DOCUMENT SECTION ::
....

Some Earth Delta Stuff
Earth Delta Updates
I Was Going To Walkthrough/Review “Sir Pellinore’s Favorite Game”, But Time Was Not On My Side
Meaning, I Finally Installed Baldur’s Gate 3 And Wasted An Afternoon
But I Did Get Three More Monsters Done This Weekend, So, Here.
OK, as it was Octopus Day earlier this week, I jotted down some ideas for octopus-inspired creatures, and actually managed to design three of them. All of these are in very rough shape, literally just finished the first drafts, and in need of typos and rebalancing. I mean, in need of fixing typos.
To add some content here, I’ll include some design notes/thoughts as well.
Crabtopus
This was partially inspired by my wife — no, not like that! — she was the one who told me it was World Octopus Day, and we discussed some ideas, which eventually merged into this, among others. As I started statting it, I had in mind the “brute” roadmap – Low AC, high hit points, very straightforward – but as I started adding in abilities, it kept drifting to a skirmisher type – many attacks with slightly lower base damage, amplified by sneak attack and ways to make enemies flat-footed to accomplish this. I almost removed the partial shell feature entirely, as that’s more a “brute” thing, but there’s no need for absolute design purity.
“What do you get when you cross a crab with an octopus?”
“Your funding cut and a visit from the ethics committee!”
(A koan of the Ancestors, still being studied by the scholars of New Dawn)
The crabtopus is a common predator in forested areas with many lakes and streams. It will eat almost anything that doesn’t eat it first, and while they are not truly social or pack creatures, they will cooperate to bring down larger prey if there are several of them in the area, as often happens during mating season. As this time also causes them to burn energy rapidly, it can lead to more attacks on creatures that would otherwise be left alone. (The appearance of a kliksquish, a herd of mating crabtopi, around a lake safehold’s primary source of food and water, can lead to calls for bold heroes to sally forth and do what they do best – kill things for money.)

....

SHORT PROBLEM A :: Rewrite only the part of the listing that opens with the line containing "Expected: for every instance of the white" and closes with the line containing "[[971, 382], [728, 382]]", keeping every line and its request. Multiply each coordinate in the answers by 0.35 and round to whole numbers, halves up, leaving the numbers in the requests and their sample points as they are.

....

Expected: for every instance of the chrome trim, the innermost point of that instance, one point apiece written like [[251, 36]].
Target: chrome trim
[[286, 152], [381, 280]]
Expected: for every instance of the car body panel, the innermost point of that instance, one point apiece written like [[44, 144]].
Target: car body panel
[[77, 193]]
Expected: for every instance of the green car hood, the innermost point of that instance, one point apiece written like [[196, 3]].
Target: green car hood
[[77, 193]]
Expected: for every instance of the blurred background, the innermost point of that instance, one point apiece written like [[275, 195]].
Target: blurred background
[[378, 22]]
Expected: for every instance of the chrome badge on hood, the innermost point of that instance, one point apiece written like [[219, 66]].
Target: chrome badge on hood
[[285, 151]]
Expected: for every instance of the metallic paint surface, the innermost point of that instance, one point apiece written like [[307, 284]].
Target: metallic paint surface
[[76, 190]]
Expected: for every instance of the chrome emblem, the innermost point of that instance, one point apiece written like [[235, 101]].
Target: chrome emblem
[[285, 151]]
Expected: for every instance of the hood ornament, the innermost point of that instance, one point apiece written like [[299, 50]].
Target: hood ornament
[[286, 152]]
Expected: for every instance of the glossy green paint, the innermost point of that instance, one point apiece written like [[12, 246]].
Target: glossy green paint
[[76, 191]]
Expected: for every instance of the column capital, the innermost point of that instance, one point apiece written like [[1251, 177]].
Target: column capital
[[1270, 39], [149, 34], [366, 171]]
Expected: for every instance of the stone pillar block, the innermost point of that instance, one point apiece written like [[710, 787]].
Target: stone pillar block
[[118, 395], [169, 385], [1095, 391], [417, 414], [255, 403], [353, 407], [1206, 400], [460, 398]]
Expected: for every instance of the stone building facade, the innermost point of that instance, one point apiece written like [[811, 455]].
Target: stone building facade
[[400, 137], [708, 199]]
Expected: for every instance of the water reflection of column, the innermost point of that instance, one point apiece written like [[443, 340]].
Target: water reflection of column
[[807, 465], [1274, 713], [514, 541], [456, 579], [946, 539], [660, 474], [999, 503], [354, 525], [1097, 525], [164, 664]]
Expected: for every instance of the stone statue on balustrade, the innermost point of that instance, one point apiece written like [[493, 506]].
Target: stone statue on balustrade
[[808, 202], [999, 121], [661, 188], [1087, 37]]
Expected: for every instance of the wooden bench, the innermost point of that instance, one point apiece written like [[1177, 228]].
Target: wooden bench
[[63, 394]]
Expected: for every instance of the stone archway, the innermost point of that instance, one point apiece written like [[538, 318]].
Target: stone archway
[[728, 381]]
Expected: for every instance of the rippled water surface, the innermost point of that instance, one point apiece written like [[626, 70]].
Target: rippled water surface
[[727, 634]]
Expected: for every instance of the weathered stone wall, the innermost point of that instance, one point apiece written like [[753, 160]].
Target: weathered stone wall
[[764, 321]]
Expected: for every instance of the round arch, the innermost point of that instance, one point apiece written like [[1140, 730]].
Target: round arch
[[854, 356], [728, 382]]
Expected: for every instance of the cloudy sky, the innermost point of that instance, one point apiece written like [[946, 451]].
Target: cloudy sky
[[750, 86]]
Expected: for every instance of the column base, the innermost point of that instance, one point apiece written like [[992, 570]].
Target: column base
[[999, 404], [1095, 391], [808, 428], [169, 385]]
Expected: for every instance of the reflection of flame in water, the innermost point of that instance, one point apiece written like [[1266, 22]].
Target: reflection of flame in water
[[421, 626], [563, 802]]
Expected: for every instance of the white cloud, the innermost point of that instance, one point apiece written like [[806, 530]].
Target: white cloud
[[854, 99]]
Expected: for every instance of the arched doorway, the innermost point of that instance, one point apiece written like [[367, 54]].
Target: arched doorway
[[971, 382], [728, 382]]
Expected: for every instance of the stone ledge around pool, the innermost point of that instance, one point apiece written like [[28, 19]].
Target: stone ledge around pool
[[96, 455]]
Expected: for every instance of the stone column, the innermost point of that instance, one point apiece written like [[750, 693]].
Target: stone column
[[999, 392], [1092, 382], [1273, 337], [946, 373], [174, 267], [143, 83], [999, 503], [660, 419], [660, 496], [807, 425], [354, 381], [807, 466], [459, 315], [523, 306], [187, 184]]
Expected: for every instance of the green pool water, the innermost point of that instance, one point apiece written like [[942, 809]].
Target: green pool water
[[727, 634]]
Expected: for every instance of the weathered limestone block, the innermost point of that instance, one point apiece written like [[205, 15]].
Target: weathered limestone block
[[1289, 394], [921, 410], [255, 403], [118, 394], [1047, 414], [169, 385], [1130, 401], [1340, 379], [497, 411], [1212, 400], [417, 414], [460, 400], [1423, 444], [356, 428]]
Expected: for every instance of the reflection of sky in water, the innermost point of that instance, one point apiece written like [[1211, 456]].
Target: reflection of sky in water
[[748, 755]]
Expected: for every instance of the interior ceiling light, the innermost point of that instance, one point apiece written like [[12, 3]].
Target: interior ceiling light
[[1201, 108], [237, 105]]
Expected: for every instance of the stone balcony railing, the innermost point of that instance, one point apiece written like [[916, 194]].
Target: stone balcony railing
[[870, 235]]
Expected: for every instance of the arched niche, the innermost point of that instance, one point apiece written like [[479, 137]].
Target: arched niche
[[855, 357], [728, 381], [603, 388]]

....

SHORT PROBLEM B :: Repeat word for word the part of the Earth Delta post that opens with the words containing "Some Earth Delta" and closes with "of fixing typos.".

TASK RESULT A ::
Expected: for every instance of the white cloud, the innermost point of that instance, one point apiece written like [[806, 530]].
Target: white cloud
[[299, 35]]
Expected: for every instance of the arched doorway, the innermost point of that instance, one point apiece written like [[367, 54]].
Target: arched doorway
[[340, 134], [255, 134]]

TASK RESULT B ::
Some Earth Delta Stuff
Earth Delta Updates
I Was Going To Walkthrough/Review “Sir Pellinore’s Favorite Game”, But Time Was Not On My Side
Meaning, I Finally Installed Baldur’s Gate 3 And Wasted An Afternoon
But I Did Get Three More Monsters Done This Weekend, So, Here.
OK, as it was Octopus Day earlier this week, I jotted down some ideas for octopus-inspired creatures, and actually managed to design three of them. All of these are in very rough shape, literally just finished the first drafts, and in need of typos and rebalancing. I mean, in need of fixing typos.